# [Task requirements]
Copy each of the items below word for word, leaving out nothing.
--- Raw records ---
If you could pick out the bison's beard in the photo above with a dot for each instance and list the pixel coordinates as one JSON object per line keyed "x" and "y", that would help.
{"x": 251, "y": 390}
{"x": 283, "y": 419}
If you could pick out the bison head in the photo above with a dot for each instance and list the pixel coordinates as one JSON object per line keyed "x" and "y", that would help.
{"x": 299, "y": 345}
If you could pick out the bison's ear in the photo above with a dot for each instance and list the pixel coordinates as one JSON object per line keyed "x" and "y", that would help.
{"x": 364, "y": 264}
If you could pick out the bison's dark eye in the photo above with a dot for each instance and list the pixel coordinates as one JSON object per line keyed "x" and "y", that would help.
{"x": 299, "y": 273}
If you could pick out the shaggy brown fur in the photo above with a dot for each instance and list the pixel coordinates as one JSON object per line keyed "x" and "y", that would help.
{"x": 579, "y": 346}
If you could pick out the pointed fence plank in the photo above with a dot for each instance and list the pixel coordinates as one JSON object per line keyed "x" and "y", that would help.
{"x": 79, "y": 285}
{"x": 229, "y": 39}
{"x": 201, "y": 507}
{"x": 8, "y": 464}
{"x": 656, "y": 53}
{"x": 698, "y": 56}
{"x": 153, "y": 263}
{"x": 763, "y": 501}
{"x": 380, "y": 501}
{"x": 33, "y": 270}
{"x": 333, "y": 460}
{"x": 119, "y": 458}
---
# [The response]
If you could pick out the bison's beard in the photo above with a dot for each instance and list the pixel coordinates as one JSON object per line keyed "x" and "y", that would help.
{"x": 251, "y": 390}
{"x": 283, "y": 419}
If you could pick out the bison head in the photo above with a dot for each instance and list the pixel coordinates as one JSON object per line keyed "x" and "y", that would help.
{"x": 299, "y": 345}
If you could pick out the bison's ear in the photo above with a dot for each instance and list the pixel coordinates as one JSON object per line keyed "x" and "y", that would help.
{"x": 364, "y": 264}
If you could pick out the bison's dark eye in the photo above with a dot for each instance and list the pixel coordinates as one JSON object per line keyed "x" and "y", that would help.
{"x": 299, "y": 273}
If you could pick out the shaggy brown fur in the photo above with a dot for each instance and list the pixel coordinates as one JSON object per line keyed "x" and "y", that would help.
{"x": 579, "y": 346}
If you could pick out the pointed fence plank in the photo above with a dot for each instance and list the pixel coordinates as one JSON object per line keyed "x" and "y", that would help.
{"x": 79, "y": 285}
{"x": 229, "y": 39}
{"x": 201, "y": 507}
{"x": 8, "y": 464}
{"x": 656, "y": 53}
{"x": 698, "y": 56}
{"x": 153, "y": 263}
{"x": 763, "y": 501}
{"x": 380, "y": 501}
{"x": 33, "y": 270}
{"x": 333, "y": 460}
{"x": 119, "y": 458}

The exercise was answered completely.